The Farrier always has a smile and enjoys company as he works. LA has 40 horses that need to be looked after and will not work with anyone but The Farrier. That reference in itself is good enough for me. But, I did take this opportunity to ask The Farrier if he attended any educational conferences. He attends two a year in Canada. I like the fact that he keeps current. On top of everything else, he is a kind man. Some horses he worked on outside (they like the distraction and it helps them not to feel trapped) and others he worked on inside. Some of the horses were fidgety, but he was patient. He spoke calmly and did not force anything. I once saw an old timer at another barn hit the horse in the belly with his hammer when the horse got fidgety....I didn't like this and was worried that this was the norm....and was relieved that it wasn't, when I met The Farrier. Whew.

I enjoyed being with The Farrier and handling horses that I wouldn't normally be around. It was cool to see how other horses behaved and I think it was good for my confidence. I also heard some great stories today. Most events happened when The Farrier was a newbie...he's much smarter now. :-) Here are a few:

Young stallion lunged at him as he was walking in front of him and bit his face! The top of the horse's mouth connected with his forehead and the bottom set of teeth under his nostrils. He had to go to the hospital and have the base of his nose stitched up. He still has a scar on his forehead....he was thankful that he still had a nose!

A gelding reared and struck out at him, hitting him in the chest so hard that it knocked him to the ground and left a horse shoe bruise on his chest.

Reining horses have long tails and a lot of owners braid them to keep them clean and pristine. Unfortunately, The Farrier once got hit so hard in the eye with a braided tail that it caused blurry vision for a few days. He now requests that all tails be unbraided prior to his visit.

He got body slammed by a scared horse. Ouch.

There is one horse that purposely whips his very long, very thick wiry tail in The Farrier's face. It hurts and makes it difficult to work. Smart horse. :-) Now someone has to hold the tail while he works.

Most of horses that I held were well behaved, including my Gem. There were two that had issues. The first was Gem's next door stall neighbour, an ex-halter Arabian, who over the last year has had mood swings and exhibited some aggressive behaviour. I think he may still be having back issues. I spoke softly to K. and gave him scratches on his withers and in his mane. "Is that a good spot? Oh like that, don't you? How about here...?" It worked. K.'s anxiety melted away and he stopped fidgeting.

The other horse was DH. DH is just not a very nice horse and has something in him that makes him resent everything. He was giving The Farrier a hard time by pulling his feet away from him. As DH wildly swung his head up and down in the cross-ties, I tried to calm him down the same way I did K. It was hit and miss, but in general he would have short periods of calmness that would allow The Farrier to nail on his shoes.

_Directions_
a – According to the farrier account, how often does The Farrier attend educational conferences, and where?
b – Carry the farrier account forward from its last sentence, keeping the same first-person voice.
The entries that come next have no connection to the farrier account.

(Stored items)
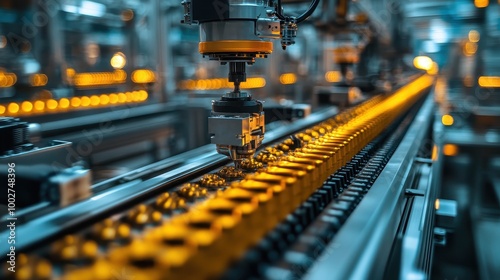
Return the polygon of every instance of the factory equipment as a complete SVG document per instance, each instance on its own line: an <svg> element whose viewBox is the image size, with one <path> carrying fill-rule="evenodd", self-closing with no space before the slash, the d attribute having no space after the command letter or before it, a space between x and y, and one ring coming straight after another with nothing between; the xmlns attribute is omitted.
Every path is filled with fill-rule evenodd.
<svg viewBox="0 0 500 280"><path fill-rule="evenodd" d="M278 1L183 1L184 23L200 26L199 52L221 64L229 64L229 82L234 90L213 101L209 117L211 142L217 151L234 160L239 166L243 159L252 158L265 133L262 102L241 92L246 81L246 64L271 54L273 43L281 39L286 49L295 43L297 24L310 16L319 0L298 17L285 16Z"/></svg>

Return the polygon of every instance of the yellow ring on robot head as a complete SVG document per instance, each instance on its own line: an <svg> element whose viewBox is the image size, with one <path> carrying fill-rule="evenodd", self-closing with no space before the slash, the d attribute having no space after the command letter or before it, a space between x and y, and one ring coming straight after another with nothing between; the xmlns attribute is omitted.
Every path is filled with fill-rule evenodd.
<svg viewBox="0 0 500 280"><path fill-rule="evenodd" d="M211 53L259 53L270 54L273 52L273 43L250 40L222 40L200 42L198 50L201 54Z"/></svg>

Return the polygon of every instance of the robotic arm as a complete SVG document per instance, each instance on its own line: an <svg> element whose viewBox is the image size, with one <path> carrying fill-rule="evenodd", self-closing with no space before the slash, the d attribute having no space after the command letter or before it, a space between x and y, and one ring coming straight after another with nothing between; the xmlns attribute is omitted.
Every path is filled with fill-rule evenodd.
<svg viewBox="0 0 500 280"><path fill-rule="evenodd" d="M265 132L262 102L240 90L246 81L246 65L272 53L270 39L281 39L281 46L295 43L297 23L309 17L319 0L294 18L283 15L281 0L184 0L186 24L200 28L199 52L210 60L229 64L228 80L233 91L212 102L208 129L211 143L238 166L253 157Z"/></svg>

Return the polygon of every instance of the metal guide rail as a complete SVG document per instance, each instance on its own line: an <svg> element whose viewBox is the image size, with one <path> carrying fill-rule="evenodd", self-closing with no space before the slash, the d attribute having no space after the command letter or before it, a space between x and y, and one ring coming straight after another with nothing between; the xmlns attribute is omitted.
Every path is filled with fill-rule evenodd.
<svg viewBox="0 0 500 280"><path fill-rule="evenodd" d="M238 264L251 263L244 261L255 251L251 248L262 246L262 240L269 240L268 236L276 230L293 232L296 229L290 227L297 225L302 227L300 233L307 235L307 225L313 220L307 217L318 216L335 199L339 209L329 210L352 210L350 207L360 198L349 196L349 192L367 191L363 180L373 178L364 178L363 172L379 168L377 164L386 160L381 153L389 153L392 146L387 143L396 141L394 137L399 134L385 142L377 139L388 137L387 128L421 99L433 81L431 76L421 76L392 95L372 98L264 149L255 158L242 161L241 169L228 165L217 168L123 214L20 254L18 272L7 276L247 277L248 274L239 273L248 269L240 269ZM350 182L353 172L359 182ZM347 181L358 186L343 190ZM304 208L307 203L314 203L311 198L316 204ZM331 225L342 223L324 222L325 230L320 234L330 234ZM270 267L280 265L279 255L270 260ZM236 274L231 274L234 271ZM268 275L258 272L253 276Z"/></svg>

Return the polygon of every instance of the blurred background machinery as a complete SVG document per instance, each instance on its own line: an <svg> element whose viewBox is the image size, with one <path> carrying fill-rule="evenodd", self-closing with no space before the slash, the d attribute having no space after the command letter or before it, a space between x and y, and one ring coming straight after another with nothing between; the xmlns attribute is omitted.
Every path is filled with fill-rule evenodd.
<svg viewBox="0 0 500 280"><path fill-rule="evenodd" d="M499 15L2 1L2 279L498 279Z"/></svg>

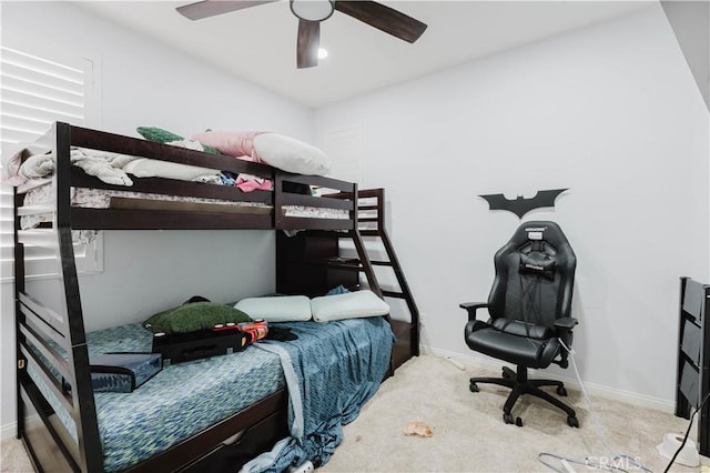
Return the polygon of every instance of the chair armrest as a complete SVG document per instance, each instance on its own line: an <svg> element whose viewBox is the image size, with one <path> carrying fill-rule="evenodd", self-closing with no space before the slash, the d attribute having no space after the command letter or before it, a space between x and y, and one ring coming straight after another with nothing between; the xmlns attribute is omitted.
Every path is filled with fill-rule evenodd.
<svg viewBox="0 0 710 473"><path fill-rule="evenodd" d="M572 330L575 328L575 325L577 325L579 322L577 321L577 319L571 318L571 316L564 316L560 319L557 319L555 321L555 329L557 330Z"/></svg>
<svg viewBox="0 0 710 473"><path fill-rule="evenodd" d="M473 322L476 320L476 311L487 308L488 304L486 302L464 302L463 304L458 304L458 306L468 312L468 320Z"/></svg>

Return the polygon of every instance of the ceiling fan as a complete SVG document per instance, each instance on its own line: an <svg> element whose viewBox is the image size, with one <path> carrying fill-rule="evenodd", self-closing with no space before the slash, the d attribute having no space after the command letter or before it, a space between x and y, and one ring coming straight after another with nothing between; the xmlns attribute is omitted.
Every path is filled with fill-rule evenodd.
<svg viewBox="0 0 710 473"><path fill-rule="evenodd" d="M243 10L278 0L203 0L178 7L185 18L200 20L230 11ZM298 69L318 64L321 21L327 20L335 10L377 28L407 42L415 42L426 24L376 1L346 0L290 0L291 11L298 18L296 64Z"/></svg>

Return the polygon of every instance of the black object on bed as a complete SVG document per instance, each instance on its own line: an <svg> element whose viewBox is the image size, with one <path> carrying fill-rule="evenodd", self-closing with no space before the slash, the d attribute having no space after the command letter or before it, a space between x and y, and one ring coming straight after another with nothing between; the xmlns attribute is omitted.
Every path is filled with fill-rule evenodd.
<svg viewBox="0 0 710 473"><path fill-rule="evenodd" d="M122 137L102 131L55 123L52 130L38 140L38 144L53 150L54 187L52 201L47 205L26 205L23 191L17 190L16 202L16 319L18 358L18 437L21 437L38 471L101 472L105 469L102 435L104 427L99 417L105 414L104 401L110 396L133 395L152 390L159 378L168 371L195 366L205 360L173 363L154 379L131 394L97 393L91 380L90 346L84 331L77 266L72 245L73 230L216 230L216 229L273 229L306 230L295 240L286 242L281 236L276 241L276 291L294 294L301 280L290 274L317 275L310 282L307 292L325 293L328 289L343 284L358 285L358 274L364 273L369 289L377 295L383 292L373 272L372 263L364 250L358 230L357 185L316 175L291 174L254 162L240 161L225 155L206 154L200 151L153 143L140 139ZM210 185L196 182L176 181L164 178L135 179L131 191L161 194L172 198L219 199L213 204L145 205L136 200L131 205L121 204L104 209L72 205L72 190L99 189L124 191L125 188L109 184L72 167L72 147L123 153L168 161L180 164L216 168L233 173L250 173L271 179L274 191L243 193L236 188ZM338 198L314 197L291 191L303 185L321 187L339 191ZM226 204L225 204L226 202ZM233 204L230 204L233 202ZM255 210L243 210L241 203L258 205ZM384 204L384 202L383 202ZM48 205L51 208L48 210ZM306 218L292 213L294 207L328 209L345 213L345 218ZM221 209L230 210L221 212ZM38 228L23 229L21 219L50 212L53 219ZM336 230L338 232L332 232ZM283 234L283 232L278 232ZM311 238L313 236L313 238ZM338 255L338 240L349 238L355 242L359 265L353 269L331 270L327 259ZM33 244L57 250L60 260L60 284L62 298L60 306L45 303L45 294L26 284L24 245ZM294 246L295 245L295 246ZM294 252L294 248L296 251ZM300 251L298 248L305 251ZM312 256L317 254L317 261ZM308 295L313 295L308 293ZM50 299L52 300L52 299ZM57 303L55 303L57 304ZM65 315L60 315L65 314ZM388 318L387 318L388 319ZM414 318L413 318L414 319ZM397 340L393 349L389 374L413 354L418 346L416 319L408 322L389 321L395 334L407 333ZM116 329L118 330L118 329ZM152 334L144 331L148 350ZM230 342L231 343L231 342ZM285 342L292 343L292 342ZM215 352L229 350L229 344L216 343ZM241 346L234 343L232 351ZM194 346L193 346L194 349ZM213 350L212 348L210 350ZM223 362L229 356L239 358L250 350L210 360ZM170 349L158 348L165 358L178 360L185 352L175 354ZM247 380L250 382L253 380ZM215 471L224 464L237 470L240 465L270 450L276 441L287 435L285 423L288 394L281 388L264 395L251 405L233 412L222 420L206 425L197 433L166 445L160 453L129 466L122 471ZM60 419L61 413L69 417ZM150 420L150 417L149 417ZM194 421L200 421L195 419Z"/></svg>

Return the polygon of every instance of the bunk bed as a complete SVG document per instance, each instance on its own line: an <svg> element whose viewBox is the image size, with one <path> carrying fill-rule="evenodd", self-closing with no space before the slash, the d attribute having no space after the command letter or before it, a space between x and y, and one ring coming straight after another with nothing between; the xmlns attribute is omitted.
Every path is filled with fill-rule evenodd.
<svg viewBox="0 0 710 473"><path fill-rule="evenodd" d="M325 245L322 243L324 240L316 240L320 242L316 243L318 246L316 253L323 261L327 261L325 265L322 261L314 264L311 256L295 260L293 252L284 250L293 243L280 243L282 239L277 239L277 273L285 274L287 271L283 268L288 268L291 271L294 264L301 264L304 269L315 268L320 272L333 269L335 275L318 280L321 282L310 286L314 293L324 293L329 289L328 284L337 282L357 285L357 274L364 273L369 290L382 296L383 291L377 283L358 231L357 185L325 177L293 174L263 163L241 161L221 154L207 154L60 122L38 140L38 144L51 149L54 153L51 199L40 203L26 203L29 190L22 187L18 188L14 194L18 436L24 442L36 469L92 473L99 471L200 472L222 471L229 466L229 471L237 471L241 465L260 453L268 451L276 441L287 436L290 394L281 373L264 383L258 383L260 389L255 389L252 383L250 389L253 391L253 399L244 399L241 404L234 403L231 407L233 412L217 415L219 419L210 420L209 425L199 427L196 432L191 432L185 437L156 441L145 439L146 434L143 432L138 436L129 436L128 439L133 439L134 443L136 441L172 443L161 445L158 453L138 462L132 461L128 464L114 462L106 466L109 464L108 443L111 441L106 439L105 429L101 426L101 419L105 415L120 416L121 412L129 412L131 402L128 406L123 406L124 411L120 411L110 404L104 404L105 399L94 393L90 373L91 352L109 349L134 351L136 346L139 351L145 350L146 346L150 348L151 339L150 336L145 339L145 335L141 334L143 329L140 325L118 326L98 334L85 333L72 234L78 230L271 229L280 233L281 231L296 232L298 241L305 241L304 235L311 232L317 235L335 233L333 239L325 240L328 242ZM121 153L232 173L248 173L271 180L273 190L244 193L234 187L166 178L143 178L135 179L130 189L139 193L136 198L111 199L115 205L110 204L106 208L79 207L72 203L72 197L78 190L121 192L125 191L125 188L101 181L72 165L71 152L75 149ZM325 188L337 191L337 194L333 195L335 198L316 197L304 193L304 188ZM150 195L169 197L170 200L148 199L146 197ZM185 199L190 202L182 202ZM210 201L204 202L204 199ZM195 200L202 201L195 202ZM314 217L313 213L304 215L302 212L293 211L293 209L304 208L306 210L325 209L326 214L316 212ZM327 214L327 211L331 213ZM42 215L51 215L51 218L40 218ZM26 225L22 220L27 218L38 218L39 223ZM338 272L337 258L334 258L337 256L337 243L333 242L344 236L351 238L355 243L358 255L356 271ZM63 286L61 306L48 306L42 298L43 294L33 294L28 290L24 272L26 244L55 250L59 280ZM348 262L347 266L352 270L352 262ZM278 292L286 294L298 293L300 289L297 281L292 283L283 276L276 285ZM381 332L387 333L389 338L393 331L395 334L409 333L413 326L416 328L416 320L404 323L392 321L388 316L375 319L386 322L387 331L382 329ZM390 330L390 326L394 330ZM300 328L296 324L292 329L304 340L311 338L316 343L325 336L325 332L313 333L307 326ZM409 342L408 338L405 340ZM396 343L392 350L397 353L392 358L389 358L390 353L387 353L387 375L393 374L396 366L407 358L418 353L417 346L403 346L402 342ZM263 370L268 364L278 364L275 355L267 356L267 353L260 350L245 350L237 354L247 352L251 353L251 358L248 362L241 363L242 369L246 370L248 366L245 365L250 363L254 363L252 368L255 370ZM214 356L210 360L226 358L229 356ZM217 363L224 364L224 361L217 360ZM221 369L229 370L225 366ZM280 368L276 368L276 371L278 370ZM242 376L245 380L254 378L248 371L242 373ZM377 380L377 383L379 381ZM179 384L173 384L175 385ZM155 392L149 392L149 394L156 395ZM207 410L210 410L209 406ZM140 416L136 416L133 422L140 425L151 423L141 424ZM181 422L195 423L195 420L189 419ZM171 435L163 436L171 437Z"/></svg>

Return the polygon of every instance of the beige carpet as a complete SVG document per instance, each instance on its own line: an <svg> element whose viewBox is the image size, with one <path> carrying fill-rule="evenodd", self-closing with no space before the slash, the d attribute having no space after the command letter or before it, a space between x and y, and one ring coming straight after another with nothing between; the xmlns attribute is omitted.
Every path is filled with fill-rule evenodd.
<svg viewBox="0 0 710 473"><path fill-rule="evenodd" d="M407 362L383 383L361 415L345 426L343 444L320 471L550 472L538 461L542 452L582 462L588 456L610 461L612 454L599 440L580 393L569 390L567 397L577 410L580 429L569 427L560 411L530 396L523 396L514 410L514 415L521 416L525 424L518 427L503 422L501 406L507 391L481 384L480 392L473 394L468 391L468 379L473 375L498 375L498 372L481 369L464 372L433 355ZM666 433L684 432L688 421L600 397L592 397L592 403L610 447L638 457L650 471L665 470L668 460L657 453L656 445ZM405 435L404 429L413 421L430 426L433 436ZM2 473L31 471L16 440L3 440L0 455ZM702 463L710 461L703 457ZM561 469L559 462L556 466ZM579 473L595 471L572 466ZM640 471L622 462L617 466ZM673 465L671 471L701 469Z"/></svg>

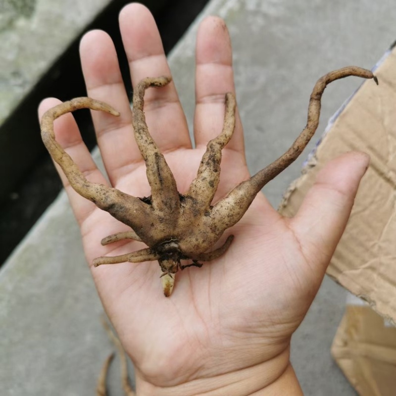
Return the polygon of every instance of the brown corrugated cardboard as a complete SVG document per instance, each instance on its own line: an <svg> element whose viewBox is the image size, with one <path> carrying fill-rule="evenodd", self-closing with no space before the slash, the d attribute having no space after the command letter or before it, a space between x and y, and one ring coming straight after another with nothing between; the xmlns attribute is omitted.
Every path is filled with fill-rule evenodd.
<svg viewBox="0 0 396 396"><path fill-rule="evenodd" d="M396 323L396 50L377 66L379 86L368 81L333 117L303 175L280 207L295 214L319 170L351 150L371 157L346 229L327 273L379 314Z"/></svg>
<svg viewBox="0 0 396 396"><path fill-rule="evenodd" d="M369 306L347 304L331 352L360 396L396 394L396 327Z"/></svg>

_Numbered answers_
a – Two a year, in Canada.

b –
The Farrier thanked me for all my help. I thanked him for the stories. So I didn't ride today. Instead, I spent the first day of my stay-cation at the stables, holding and whispering to horses and walking them either back to their stalls or putting them out in the pastures. My stay-cation is great, so far. :-)

What was I thinking....?

Monday, August 2, 2010


I have been "back in the saddle" for about 6 weeks now since the required break due to my surgery. I have been trying to ease back into it and not overdo it. My balance right now is awful and although it's improving, I feel like I am where I was last year. My legs get tired quickly. My back and stomach area are in a perpetual state of stiffness. I have started back on my elliptical. Sigh.

The good news is my confidence improves with each ride. I can now do a wobbly jog and posting trot without too much discomfort. A couple of weeks ago, I told LA that I was ready to try loping during our lesson. I managed to cue Gem pretty consistently during my lesson, but my legs and steering were non-existent. My butt was so far off the saddle that, if you were behind me, you could probably see the back of Gem's head in between my legs! LA explained that during the winter months, I was learning how to cue Gem to lope. Now it was time to concentrate on my balance and steering. She noted that I am still very rigid around my neck and shoulder area; my body is still probably trying the protect itself. This rigidity has an effect on how I hold my arms; I start to lift them up, causing my butt to lift up. In addition, my core strength (what there was of it) went on vacation while I was recovering from surgery and has not returned. Sigh.

My friend STA and I went riding yesterday and today. I always enjoy my sessions with STA. She reinforces what LA teaches me. It's like having extra lessons when I ride with her.

The last two days with STA focused pretty much on potatoes. LA also likes potatoes and they are regularly part of our lesson. Well, I like potatoes - I like them fried, mashed, scalloped and baked (great, now I'm hungry....). Yes, potatoes are delicious and they are also a teaching aid when it comes to riding.

As I lope I tend to lean back, keeping my arms extended out front and my shoulders stiff. I needed to relax. Yesterday, STA had me do some shoulder rolls as I jogged Gem around the paddock. Once I was loosened up, she asked me take a piece of Gem's mane in one of my hands along with my rein. This was to help keep my hands from moving upwards when riding. Then, she told me to hunch over and imagine that my body was - you guessed it - a sack of potatoes. I felt my seat bones better connect with the saddle, my back and my arms started to relax. I continued doing a jog until I became familiar with the feel of this awkward posture. Then it was time to lope.

Gem picked up on my cue fairly quickly (yay!) and off I went. STA told me to feel the rhythm of Gem's movements. She then told me to be a sack of potatoes and repeat out loud potato, potato, potato, potato in time with his motion. This part of the exercise is to help you move to the rhythm of the horse and roll your hips and just dust the top of the saddle with your butt. LA coaches the others in my class in this technique also. Jean's balance has benefited from potatoes. Unfortunately, even with a butt the size of mine, dusting the top of my saddle seems impossible.....for now. :-)

Today was basically a repeat of yesterday. My whole body hurts, but in a good way. I will continue to work on my balance by being a sack of potatoes. I already have some experience in the potato area - I used to be a couch potato. :-)

What was I thinking....?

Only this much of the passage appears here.